Stored data entries:

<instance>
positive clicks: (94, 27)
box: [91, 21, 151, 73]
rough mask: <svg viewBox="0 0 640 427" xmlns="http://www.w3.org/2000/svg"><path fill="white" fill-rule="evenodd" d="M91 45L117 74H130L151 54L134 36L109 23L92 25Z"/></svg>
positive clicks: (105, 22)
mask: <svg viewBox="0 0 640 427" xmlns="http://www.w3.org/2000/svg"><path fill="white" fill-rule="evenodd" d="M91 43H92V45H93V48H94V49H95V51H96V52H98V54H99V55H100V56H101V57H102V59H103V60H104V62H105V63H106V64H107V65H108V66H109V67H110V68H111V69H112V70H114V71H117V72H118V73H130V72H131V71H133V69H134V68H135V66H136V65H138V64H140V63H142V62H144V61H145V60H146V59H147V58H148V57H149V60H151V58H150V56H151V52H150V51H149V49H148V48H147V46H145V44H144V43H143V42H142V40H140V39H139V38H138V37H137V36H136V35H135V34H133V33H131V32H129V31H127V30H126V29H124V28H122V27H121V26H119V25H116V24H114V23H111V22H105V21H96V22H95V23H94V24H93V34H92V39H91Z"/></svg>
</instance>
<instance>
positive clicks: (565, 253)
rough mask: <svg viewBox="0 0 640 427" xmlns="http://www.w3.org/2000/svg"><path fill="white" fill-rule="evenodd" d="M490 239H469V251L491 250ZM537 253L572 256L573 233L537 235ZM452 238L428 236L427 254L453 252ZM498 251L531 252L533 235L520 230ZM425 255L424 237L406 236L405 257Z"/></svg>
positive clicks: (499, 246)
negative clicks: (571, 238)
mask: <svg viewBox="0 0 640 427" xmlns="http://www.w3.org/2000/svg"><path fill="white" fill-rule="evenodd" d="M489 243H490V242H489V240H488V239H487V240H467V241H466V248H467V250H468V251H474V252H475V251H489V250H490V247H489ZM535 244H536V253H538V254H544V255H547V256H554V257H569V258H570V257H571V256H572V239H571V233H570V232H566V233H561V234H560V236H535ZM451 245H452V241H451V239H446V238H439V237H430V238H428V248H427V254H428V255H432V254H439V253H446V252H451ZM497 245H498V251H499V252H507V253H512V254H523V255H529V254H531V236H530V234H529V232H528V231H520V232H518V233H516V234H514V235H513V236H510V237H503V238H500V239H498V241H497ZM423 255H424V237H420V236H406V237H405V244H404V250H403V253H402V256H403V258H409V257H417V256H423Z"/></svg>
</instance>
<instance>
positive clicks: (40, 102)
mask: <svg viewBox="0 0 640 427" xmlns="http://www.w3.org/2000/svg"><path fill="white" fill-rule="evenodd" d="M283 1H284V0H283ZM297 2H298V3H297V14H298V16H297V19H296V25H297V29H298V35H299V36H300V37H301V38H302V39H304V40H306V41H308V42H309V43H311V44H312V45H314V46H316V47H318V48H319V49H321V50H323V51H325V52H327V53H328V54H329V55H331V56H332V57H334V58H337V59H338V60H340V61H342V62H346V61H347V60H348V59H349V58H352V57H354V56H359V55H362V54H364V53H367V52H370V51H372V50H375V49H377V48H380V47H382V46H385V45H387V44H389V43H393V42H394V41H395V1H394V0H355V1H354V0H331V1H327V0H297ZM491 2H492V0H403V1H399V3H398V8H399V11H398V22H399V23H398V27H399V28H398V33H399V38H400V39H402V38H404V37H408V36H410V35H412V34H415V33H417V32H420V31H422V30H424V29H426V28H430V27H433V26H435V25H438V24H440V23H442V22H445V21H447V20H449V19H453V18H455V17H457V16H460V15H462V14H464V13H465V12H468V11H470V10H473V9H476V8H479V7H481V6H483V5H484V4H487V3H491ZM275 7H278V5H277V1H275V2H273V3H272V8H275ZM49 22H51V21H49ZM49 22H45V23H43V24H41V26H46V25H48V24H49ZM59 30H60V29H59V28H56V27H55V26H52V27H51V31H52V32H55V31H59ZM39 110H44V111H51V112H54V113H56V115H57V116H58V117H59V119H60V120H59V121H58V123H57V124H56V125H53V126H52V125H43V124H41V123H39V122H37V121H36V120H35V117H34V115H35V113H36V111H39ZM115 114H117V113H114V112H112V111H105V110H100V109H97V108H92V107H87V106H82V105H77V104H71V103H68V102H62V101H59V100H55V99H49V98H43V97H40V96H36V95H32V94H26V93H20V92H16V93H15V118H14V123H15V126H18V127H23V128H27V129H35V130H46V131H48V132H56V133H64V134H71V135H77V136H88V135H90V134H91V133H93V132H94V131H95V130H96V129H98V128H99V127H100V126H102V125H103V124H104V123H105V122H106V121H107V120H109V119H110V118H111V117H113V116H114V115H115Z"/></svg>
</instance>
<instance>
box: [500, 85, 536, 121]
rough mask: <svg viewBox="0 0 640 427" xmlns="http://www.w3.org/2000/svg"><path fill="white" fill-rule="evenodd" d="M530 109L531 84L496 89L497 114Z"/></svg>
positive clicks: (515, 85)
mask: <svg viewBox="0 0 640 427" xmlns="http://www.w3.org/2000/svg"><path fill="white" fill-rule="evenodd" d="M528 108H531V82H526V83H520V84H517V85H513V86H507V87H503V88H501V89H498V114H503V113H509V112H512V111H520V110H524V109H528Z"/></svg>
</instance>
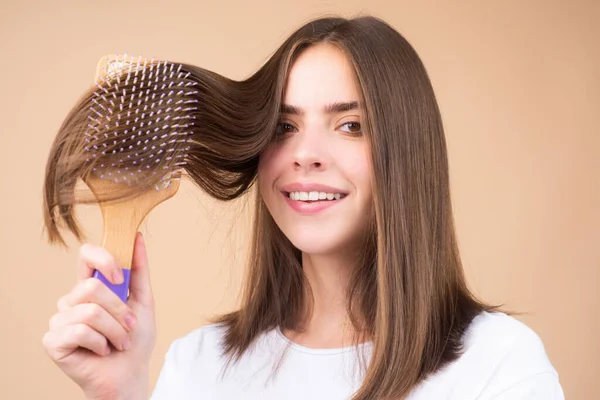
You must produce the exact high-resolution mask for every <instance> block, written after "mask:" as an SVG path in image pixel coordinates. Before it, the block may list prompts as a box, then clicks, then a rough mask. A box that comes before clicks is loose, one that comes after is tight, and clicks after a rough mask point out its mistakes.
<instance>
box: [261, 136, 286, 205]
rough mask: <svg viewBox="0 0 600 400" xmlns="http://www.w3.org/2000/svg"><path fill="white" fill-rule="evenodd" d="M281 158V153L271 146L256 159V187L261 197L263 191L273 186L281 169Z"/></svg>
mask: <svg viewBox="0 0 600 400" xmlns="http://www.w3.org/2000/svg"><path fill="white" fill-rule="evenodd" d="M281 158H282V157H281V152H280V151H278V149H277V148H276V147H275V146H274V145H271V146H269V147H267V148H266V149H265V150H264V151H263V152H262V153H261V155H260V157H259V159H258V185H259V188H260V191H261V193H262V194H263V197H264V194H265V189H267V188H268V187H271V186H273V182H274V181H275V179H276V177H277V174H278V170H279V169H280V168H281Z"/></svg>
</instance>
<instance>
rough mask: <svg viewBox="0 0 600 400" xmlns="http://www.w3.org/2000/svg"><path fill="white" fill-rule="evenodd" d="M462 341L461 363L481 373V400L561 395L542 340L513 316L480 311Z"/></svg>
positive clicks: (556, 379) (557, 384) (530, 328)
mask: <svg viewBox="0 0 600 400" xmlns="http://www.w3.org/2000/svg"><path fill="white" fill-rule="evenodd" d="M463 343H464V354H463V356H462V357H461V359H465V360H464V361H466V362H465V363H464V366H465V367H466V368H467V369H470V368H473V369H477V370H479V371H481V372H482V373H483V375H480V377H481V378H482V388H481V389H482V390H481V392H480V396H481V398H482V399H488V398H489V399H504V398H507V399H508V398H510V399H513V398H515V399H521V398H523V399H525V398H531V399H538V398H544V399H552V400H554V399H562V398H563V394H562V389H561V388H560V384H559V381H558V374H557V372H556V370H555V369H554V367H553V366H552V364H551V362H550V359H549V358H548V355H547V354H546V350H545V348H544V344H543V343H542V340H541V339H540V337H539V336H538V335H537V334H536V333H535V332H534V331H533V330H532V329H531V328H529V327H528V326H527V325H525V324H524V323H522V322H520V321H519V320H517V319H516V318H513V317H511V316H508V315H506V314H504V313H499V312H493V313H489V312H483V313H481V314H479V315H478V316H477V317H475V318H474V319H473V321H472V323H471V325H470V327H469V328H468V329H467V331H466V332H465V336H464V340H463ZM505 396H509V397H505Z"/></svg>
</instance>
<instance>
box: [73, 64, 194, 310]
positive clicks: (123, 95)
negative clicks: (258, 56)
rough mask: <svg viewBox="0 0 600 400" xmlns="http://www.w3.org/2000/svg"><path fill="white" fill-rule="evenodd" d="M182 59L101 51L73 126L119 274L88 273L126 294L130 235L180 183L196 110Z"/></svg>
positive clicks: (192, 95) (128, 282)
mask: <svg viewBox="0 0 600 400" xmlns="http://www.w3.org/2000/svg"><path fill="white" fill-rule="evenodd" d="M189 75H190V73H189V72H184V71H182V66H181V65H179V66H178V65H175V64H174V63H169V62H168V61H166V60H165V61H155V60H154V59H150V60H149V59H144V58H142V57H141V56H140V57H133V56H127V54H125V55H123V56H121V57H119V56H118V55H116V56H107V57H103V58H102V59H101V60H100V62H99V63H98V66H97V70H96V82H95V84H96V89H95V91H94V93H93V96H92V97H91V103H90V104H89V109H87V110H83V111H84V112H83V113H82V117H83V118H80V119H79V120H80V125H83V126H80V127H79V128H83V129H81V130H80V132H81V135H79V138H80V139H81V140H82V142H81V143H79V144H76V145H78V146H80V147H82V149H83V152H85V157H86V159H85V164H84V165H85V167H84V168H82V176H81V178H82V179H83V181H84V182H85V183H86V185H87V186H88V187H89V188H90V190H91V192H92V193H93V195H94V197H95V198H96V201H97V202H98V204H99V205H100V207H101V211H102V218H103V225H104V233H103V237H102V244H101V245H102V247H104V248H106V249H107V250H108V251H109V252H110V253H111V254H112V255H113V256H114V257H115V258H116V260H117V262H118V264H119V266H120V267H122V268H123V275H124V278H125V280H124V282H123V283H122V284H112V283H111V282H109V281H108V280H107V279H106V277H104V276H103V275H102V273H100V271H95V272H94V277H96V278H98V279H100V280H101V281H102V282H104V283H105V284H106V285H107V286H108V287H109V288H110V289H111V290H112V291H113V292H114V293H115V294H117V296H119V298H120V299H121V300H122V301H123V302H126V301H127V297H128V292H129V281H130V269H131V262H132V256H133V246H134V242H135V235H136V232H137V230H138V228H139V226H140V224H141V223H142V222H143V220H144V218H145V217H146V216H147V215H148V213H150V211H152V209H154V208H155V207H156V206H157V205H159V204H160V203H162V202H163V201H165V200H167V199H169V198H171V197H172V196H174V195H175V193H176V192H177V190H178V188H179V180H180V178H181V174H182V170H183V166H184V165H185V163H186V154H187V151H188V150H189V148H190V141H191V139H190V138H189V136H190V135H191V134H192V127H193V125H194V122H193V120H194V119H195V117H194V115H193V112H194V111H196V110H197V107H196V105H195V104H194V103H197V102H198V100H197V96H196V95H197V93H198V92H197V91H196V90H194V86H195V85H196V84H197V83H196V82H195V81H193V80H191V79H188V78H189Z"/></svg>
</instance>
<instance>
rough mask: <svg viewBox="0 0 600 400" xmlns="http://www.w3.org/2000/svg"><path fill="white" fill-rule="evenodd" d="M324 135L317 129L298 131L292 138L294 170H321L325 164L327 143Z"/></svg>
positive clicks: (326, 155)
mask: <svg viewBox="0 0 600 400" xmlns="http://www.w3.org/2000/svg"><path fill="white" fill-rule="evenodd" d="M323 139H325V135H320V134H319V132H318V131H304V132H300V133H299V134H298V135H296V137H295V138H294V148H293V149H292V157H293V167H294V169H295V170H306V171H314V170H323V169H325V168H326V166H327V161H326V159H327V153H328V149H327V144H326V140H323Z"/></svg>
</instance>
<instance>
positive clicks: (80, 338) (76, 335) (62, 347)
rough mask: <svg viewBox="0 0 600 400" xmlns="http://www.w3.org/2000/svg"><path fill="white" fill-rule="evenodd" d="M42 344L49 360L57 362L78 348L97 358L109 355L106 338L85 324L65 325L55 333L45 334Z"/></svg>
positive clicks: (109, 348)
mask: <svg viewBox="0 0 600 400" xmlns="http://www.w3.org/2000/svg"><path fill="white" fill-rule="evenodd" d="M42 343H43V345H44V348H45V349H46V352H47V353H48V355H49V356H50V358H52V360H54V361H57V362H58V361H61V360H62V359H63V358H65V357H67V356H69V355H70V354H72V353H73V352H74V351H76V350H77V349H78V348H79V347H83V348H85V349H88V350H91V351H93V352H94V353H96V354H98V355H99V356H106V355H108V354H110V347H109V346H108V342H107V340H106V338H105V337H104V336H102V335H101V334H100V333H98V332H96V331H95V330H93V329H92V328H90V327H89V326H87V325H85V324H78V325H67V326H64V327H63V328H61V329H59V330H57V331H50V332H46V334H45V335H44V337H43V339H42Z"/></svg>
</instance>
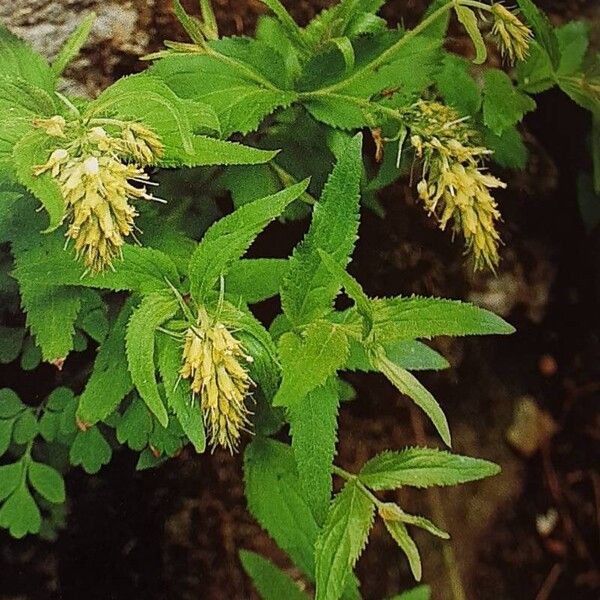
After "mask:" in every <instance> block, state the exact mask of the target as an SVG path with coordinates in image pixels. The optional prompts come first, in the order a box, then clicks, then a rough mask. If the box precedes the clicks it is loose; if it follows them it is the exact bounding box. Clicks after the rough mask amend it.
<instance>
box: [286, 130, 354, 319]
mask: <svg viewBox="0 0 600 600" xmlns="http://www.w3.org/2000/svg"><path fill="white" fill-rule="evenodd" d="M361 148H362V136H360V135H357V136H355V137H354V138H352V140H351V141H350V142H349V143H348V145H347V146H346V149H345V151H344V152H343V153H342V155H341V156H340V158H339V160H338V162H337V164H336V166H335V168H334V169H333V172H332V173H331V175H330V177H329V179H328V180H327V184H326V185H325V188H324V189H323V193H322V195H321V199H320V200H319V202H318V203H317V205H316V206H315V208H314V211H313V218H312V222H311V226H310V229H309V231H308V233H307V234H306V236H305V238H304V240H303V241H302V242H301V244H300V245H299V246H298V247H297V248H296V249H295V250H294V254H293V255H292V257H291V258H290V266H289V272H288V275H287V277H286V278H285V280H284V285H283V288H282V290H281V302H282V305H283V310H284V312H285V314H286V315H287V317H288V318H289V319H290V320H291V321H292V323H294V324H295V325H300V324H305V323H309V322H310V321H313V320H315V319H317V318H319V317H321V316H323V315H324V314H326V313H327V312H329V311H330V310H331V305H332V302H333V299H334V298H335V296H336V295H337V293H338V291H339V289H340V284H339V283H338V282H337V281H336V280H335V279H333V278H332V277H331V275H330V272H329V269H328V268H327V267H326V266H325V265H323V264H322V259H321V257H320V255H319V249H320V250H323V251H325V252H327V253H328V254H329V255H330V256H331V257H332V258H333V259H334V260H335V261H336V262H337V263H338V264H340V265H341V266H344V267H345V266H346V264H347V263H348V258H349V256H350V254H351V253H352V250H353V249H354V244H355V242H356V236H357V231H358V201H359V186H360V178H361V173H362V161H361Z"/></svg>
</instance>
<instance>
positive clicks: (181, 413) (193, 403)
mask: <svg viewBox="0 0 600 600" xmlns="http://www.w3.org/2000/svg"><path fill="white" fill-rule="evenodd" d="M181 356H182V347H181V344H180V343H178V342H177V341H176V340H174V339H173V338H170V337H168V336H166V335H165V336H161V337H160V338H159V370H160V374H161V377H162V379H163V382H164V384H165V394H166V396H167V404H168V405H169V407H170V408H172V409H173V410H174V411H175V415H176V416H177V419H178V420H179V423H180V424H181V428H182V429H183V431H184V433H185V434H186V435H187V437H188V439H189V440H190V442H191V443H192V444H193V446H194V448H195V450H196V452H198V453H199V454H201V453H202V452H204V451H205V450H206V434H205V431H204V422H203V420H202V411H201V410H200V406H198V402H197V401H196V399H195V398H194V397H193V395H192V392H191V390H190V387H189V385H188V382H187V381H182V380H181V377H180V376H179V371H180V370H181Z"/></svg>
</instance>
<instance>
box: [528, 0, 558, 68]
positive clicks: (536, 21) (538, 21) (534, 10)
mask: <svg viewBox="0 0 600 600" xmlns="http://www.w3.org/2000/svg"><path fill="white" fill-rule="evenodd" d="M517 4H518V5H519V8H520V9H521V13H522V14H523V16H524V17H525V19H527V22H528V23H529V24H530V25H531V28H532V29H533V33H534V35H535V39H536V40H537V42H538V43H539V44H540V45H541V46H542V47H543V48H544V50H545V51H546V52H547V54H548V56H549V57H550V60H551V62H552V64H553V65H554V68H557V67H558V65H559V62H560V49H559V46H558V40H557V38H556V34H555V32H554V29H553V28H552V25H551V24H550V22H549V21H548V19H547V17H546V15H545V14H544V13H543V12H542V11H541V10H539V9H538V8H537V6H536V5H535V4H534V3H533V2H532V0H517Z"/></svg>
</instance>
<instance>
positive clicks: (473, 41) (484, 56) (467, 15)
mask: <svg viewBox="0 0 600 600" xmlns="http://www.w3.org/2000/svg"><path fill="white" fill-rule="evenodd" d="M454 10H455V12H456V16H457V17H458V20H459V21H460V22H461V23H462V25H463V27H464V28H465V31H466V32H467V33H468V34H469V37H470V38H471V41H472V42H473V46H475V58H474V59H473V62H474V63H475V64H476V65H481V64H483V63H484V62H485V60H486V58H487V49H486V47H485V42H484V41H483V37H482V35H481V31H479V23H478V21H477V16H476V15H475V13H474V12H473V11H472V10H471V9H470V8H468V7H466V6H461V5H460V4H455V5H454Z"/></svg>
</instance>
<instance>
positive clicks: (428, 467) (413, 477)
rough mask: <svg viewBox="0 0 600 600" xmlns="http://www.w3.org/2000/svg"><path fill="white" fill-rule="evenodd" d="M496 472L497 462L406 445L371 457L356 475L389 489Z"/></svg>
mask: <svg viewBox="0 0 600 600" xmlns="http://www.w3.org/2000/svg"><path fill="white" fill-rule="evenodd" d="M499 472H500V468H499V467H498V465H495V464H494V463H491V462H489V461H486V460H481V459H478V458H470V457H468V456H461V455H459V454H451V453H450V452H445V451H442V450H437V449H435V448H407V449H406V450H402V451H400V452H384V453H382V454H379V455H377V456H376V457H374V458H372V459H371V460H370V461H368V462H367V463H366V464H365V465H364V466H363V468H362V469H361V471H360V474H359V478H360V480H361V481H362V482H363V483H364V484H365V485H367V486H368V487H370V488H372V489H374V490H392V489H396V488H398V487H401V486H405V485H407V486H411V487H419V488H425V487H431V486H446V485H457V484H459V483H466V482H468V481H476V480H478V479H483V478H485V477H491V476H492V475H496V474H498V473H499Z"/></svg>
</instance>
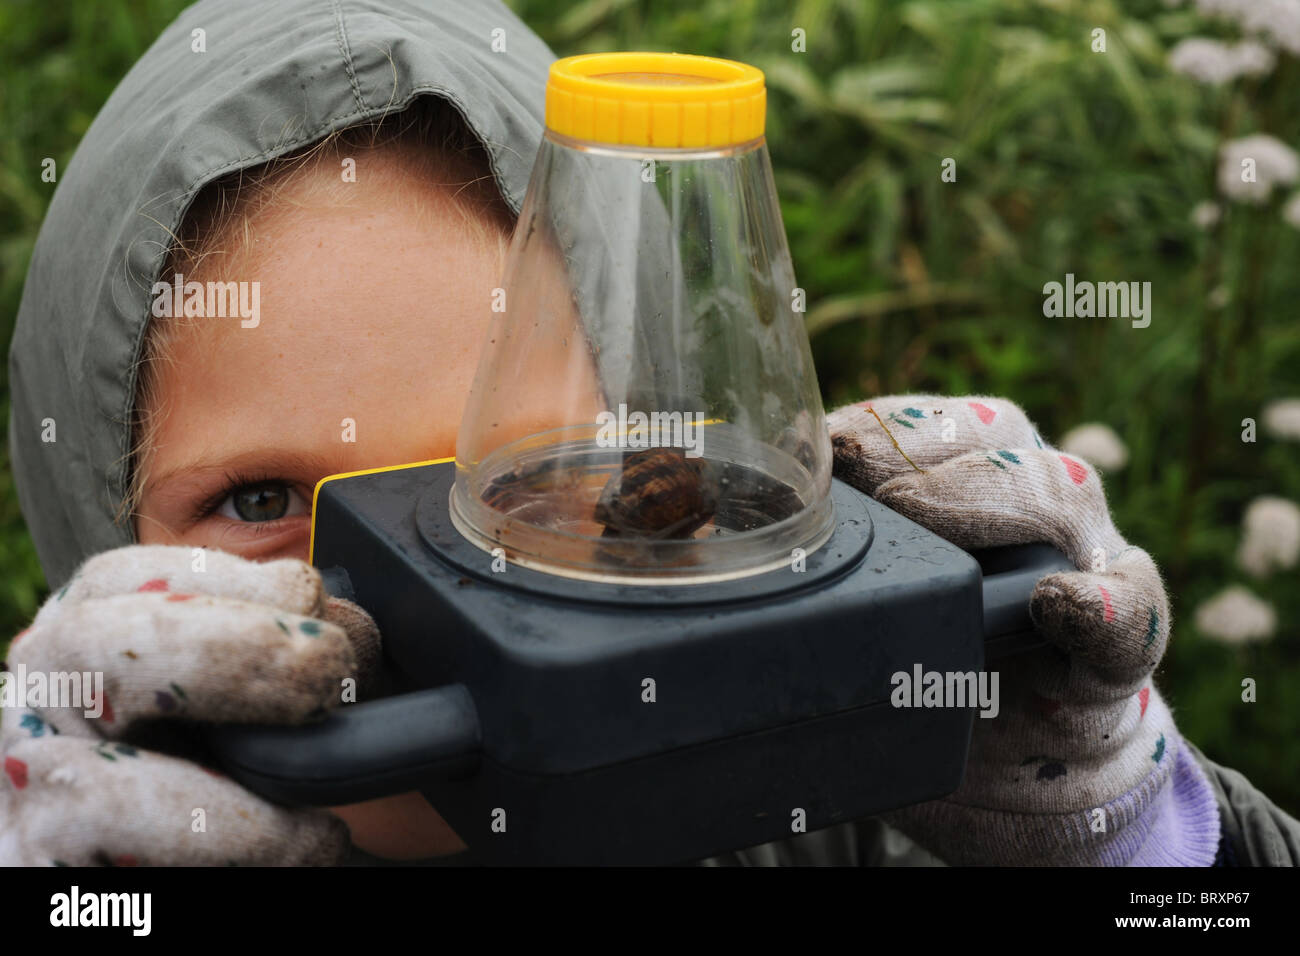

● Aim of the exercise
Copy out the entries exactly. Begin at the first line and end with the line that has "45L117 74H130L151 54L134".

● Answer section
<instance>
positive clicks: (94, 27)
box: [91, 21, 151, 73]
rough mask: <svg viewBox="0 0 640 427" xmlns="http://www.w3.org/2000/svg"><path fill="white" fill-rule="evenodd" d="M91 45L117 74H130L151 54L134 36L109 23L92 25Z"/></svg>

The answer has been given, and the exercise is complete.